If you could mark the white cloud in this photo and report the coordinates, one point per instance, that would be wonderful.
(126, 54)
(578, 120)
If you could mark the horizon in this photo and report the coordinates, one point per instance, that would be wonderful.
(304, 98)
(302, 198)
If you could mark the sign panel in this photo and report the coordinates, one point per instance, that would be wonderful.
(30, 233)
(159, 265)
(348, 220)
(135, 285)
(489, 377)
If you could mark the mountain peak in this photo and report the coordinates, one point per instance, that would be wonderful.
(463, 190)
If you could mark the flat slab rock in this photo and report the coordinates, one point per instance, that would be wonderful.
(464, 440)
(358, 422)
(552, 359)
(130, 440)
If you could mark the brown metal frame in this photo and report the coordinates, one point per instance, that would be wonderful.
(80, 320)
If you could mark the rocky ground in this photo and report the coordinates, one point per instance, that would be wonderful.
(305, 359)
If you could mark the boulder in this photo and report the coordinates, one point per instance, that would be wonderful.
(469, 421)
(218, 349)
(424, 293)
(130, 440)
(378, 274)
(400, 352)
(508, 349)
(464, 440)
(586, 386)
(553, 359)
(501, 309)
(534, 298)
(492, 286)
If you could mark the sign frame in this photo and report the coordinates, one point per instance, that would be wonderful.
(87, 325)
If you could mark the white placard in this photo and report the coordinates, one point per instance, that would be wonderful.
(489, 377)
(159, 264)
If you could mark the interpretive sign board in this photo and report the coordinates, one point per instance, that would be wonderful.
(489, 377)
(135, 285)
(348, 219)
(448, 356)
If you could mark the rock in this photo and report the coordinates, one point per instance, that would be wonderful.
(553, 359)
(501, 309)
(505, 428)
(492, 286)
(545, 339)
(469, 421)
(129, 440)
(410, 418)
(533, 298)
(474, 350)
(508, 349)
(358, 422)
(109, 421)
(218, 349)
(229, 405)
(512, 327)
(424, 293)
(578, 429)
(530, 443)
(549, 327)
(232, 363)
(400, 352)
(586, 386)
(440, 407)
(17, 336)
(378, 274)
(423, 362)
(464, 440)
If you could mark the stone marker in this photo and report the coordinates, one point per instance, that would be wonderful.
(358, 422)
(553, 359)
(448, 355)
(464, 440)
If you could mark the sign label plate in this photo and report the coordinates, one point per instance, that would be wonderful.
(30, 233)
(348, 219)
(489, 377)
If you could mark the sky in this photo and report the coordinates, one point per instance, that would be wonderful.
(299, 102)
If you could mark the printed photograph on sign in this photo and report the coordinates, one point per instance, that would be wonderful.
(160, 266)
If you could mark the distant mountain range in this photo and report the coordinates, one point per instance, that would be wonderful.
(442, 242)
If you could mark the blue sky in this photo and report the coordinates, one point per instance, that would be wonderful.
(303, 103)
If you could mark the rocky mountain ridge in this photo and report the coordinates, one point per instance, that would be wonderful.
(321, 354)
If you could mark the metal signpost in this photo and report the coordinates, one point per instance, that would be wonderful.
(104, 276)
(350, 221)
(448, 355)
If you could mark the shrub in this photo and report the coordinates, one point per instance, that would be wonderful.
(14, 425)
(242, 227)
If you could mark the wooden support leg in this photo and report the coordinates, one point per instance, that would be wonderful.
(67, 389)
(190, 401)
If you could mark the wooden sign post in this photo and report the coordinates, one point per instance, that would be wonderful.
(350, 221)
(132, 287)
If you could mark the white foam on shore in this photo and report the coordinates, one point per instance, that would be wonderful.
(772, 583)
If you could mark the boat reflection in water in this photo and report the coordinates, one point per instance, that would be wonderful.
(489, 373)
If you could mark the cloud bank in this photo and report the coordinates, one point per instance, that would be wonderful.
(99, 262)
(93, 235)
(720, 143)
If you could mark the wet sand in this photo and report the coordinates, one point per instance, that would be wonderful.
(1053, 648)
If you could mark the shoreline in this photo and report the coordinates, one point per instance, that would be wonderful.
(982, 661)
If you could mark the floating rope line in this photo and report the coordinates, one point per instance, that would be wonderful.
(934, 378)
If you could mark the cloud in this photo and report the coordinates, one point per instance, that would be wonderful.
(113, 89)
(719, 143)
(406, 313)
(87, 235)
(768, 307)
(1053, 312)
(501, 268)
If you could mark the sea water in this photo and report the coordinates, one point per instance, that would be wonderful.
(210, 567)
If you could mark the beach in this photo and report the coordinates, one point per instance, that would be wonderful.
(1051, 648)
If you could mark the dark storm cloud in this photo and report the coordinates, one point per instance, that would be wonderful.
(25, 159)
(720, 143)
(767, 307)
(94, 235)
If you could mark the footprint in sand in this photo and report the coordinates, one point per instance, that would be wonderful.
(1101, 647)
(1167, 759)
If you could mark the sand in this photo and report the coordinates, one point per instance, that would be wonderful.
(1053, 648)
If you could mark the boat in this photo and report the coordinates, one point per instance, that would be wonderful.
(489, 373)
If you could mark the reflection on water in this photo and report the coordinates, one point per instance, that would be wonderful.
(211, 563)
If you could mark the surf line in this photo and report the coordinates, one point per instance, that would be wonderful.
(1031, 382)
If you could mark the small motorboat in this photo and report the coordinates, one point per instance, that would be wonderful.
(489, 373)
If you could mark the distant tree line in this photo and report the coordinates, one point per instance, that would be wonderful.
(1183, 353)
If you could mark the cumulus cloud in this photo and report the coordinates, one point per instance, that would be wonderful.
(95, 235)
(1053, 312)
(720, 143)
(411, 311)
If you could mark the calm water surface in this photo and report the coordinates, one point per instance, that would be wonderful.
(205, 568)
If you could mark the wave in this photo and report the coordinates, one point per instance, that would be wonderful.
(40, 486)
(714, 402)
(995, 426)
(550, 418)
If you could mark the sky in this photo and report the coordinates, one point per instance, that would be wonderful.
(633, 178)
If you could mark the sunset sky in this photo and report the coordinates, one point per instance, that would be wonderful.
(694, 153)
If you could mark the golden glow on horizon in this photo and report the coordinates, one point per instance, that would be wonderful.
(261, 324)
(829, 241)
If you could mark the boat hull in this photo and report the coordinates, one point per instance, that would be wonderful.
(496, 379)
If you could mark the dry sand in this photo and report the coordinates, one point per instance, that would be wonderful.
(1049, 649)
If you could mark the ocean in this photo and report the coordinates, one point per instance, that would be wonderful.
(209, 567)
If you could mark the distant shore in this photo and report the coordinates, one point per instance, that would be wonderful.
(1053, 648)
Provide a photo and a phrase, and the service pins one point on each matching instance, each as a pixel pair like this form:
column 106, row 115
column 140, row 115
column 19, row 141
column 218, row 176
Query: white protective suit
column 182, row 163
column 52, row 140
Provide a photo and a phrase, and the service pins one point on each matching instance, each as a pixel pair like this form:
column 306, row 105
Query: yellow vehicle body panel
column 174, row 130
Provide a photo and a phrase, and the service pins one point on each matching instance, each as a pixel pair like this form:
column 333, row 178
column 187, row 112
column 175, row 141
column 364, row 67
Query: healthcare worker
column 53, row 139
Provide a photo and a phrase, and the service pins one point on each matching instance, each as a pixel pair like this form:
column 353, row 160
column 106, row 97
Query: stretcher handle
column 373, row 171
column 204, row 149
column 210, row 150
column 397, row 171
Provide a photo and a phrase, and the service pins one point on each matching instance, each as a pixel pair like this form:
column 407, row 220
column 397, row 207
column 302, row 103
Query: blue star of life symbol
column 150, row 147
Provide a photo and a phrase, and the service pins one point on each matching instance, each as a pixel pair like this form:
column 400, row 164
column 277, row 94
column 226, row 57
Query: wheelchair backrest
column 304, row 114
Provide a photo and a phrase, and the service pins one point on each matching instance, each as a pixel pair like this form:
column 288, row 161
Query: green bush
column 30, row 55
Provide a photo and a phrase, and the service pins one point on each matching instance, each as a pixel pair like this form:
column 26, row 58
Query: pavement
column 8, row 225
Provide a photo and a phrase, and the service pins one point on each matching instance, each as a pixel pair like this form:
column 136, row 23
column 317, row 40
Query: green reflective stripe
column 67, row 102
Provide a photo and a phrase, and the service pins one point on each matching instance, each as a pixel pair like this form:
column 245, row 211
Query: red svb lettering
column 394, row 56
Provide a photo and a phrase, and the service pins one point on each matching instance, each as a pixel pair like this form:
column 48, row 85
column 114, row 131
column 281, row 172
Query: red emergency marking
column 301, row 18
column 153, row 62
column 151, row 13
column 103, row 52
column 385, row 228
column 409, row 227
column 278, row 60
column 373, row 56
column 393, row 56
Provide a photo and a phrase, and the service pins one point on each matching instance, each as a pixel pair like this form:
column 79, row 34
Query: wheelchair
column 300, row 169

EXERCISE REQUIREMENTS: Using the entries above, extract exactly the span from the line with "column 106, row 97" to the line with "column 302, row 103", both lines included; leave out everything else.

TASK RESULT:
column 106, row 97
Query: stretcher handle
column 373, row 171
column 204, row 149
column 210, row 150
column 397, row 171
Provide a photo and a phrase, and the service pins one point on each matching instance, each as a pixel pair like this form:
column 407, row 220
column 397, row 207
column 302, row 103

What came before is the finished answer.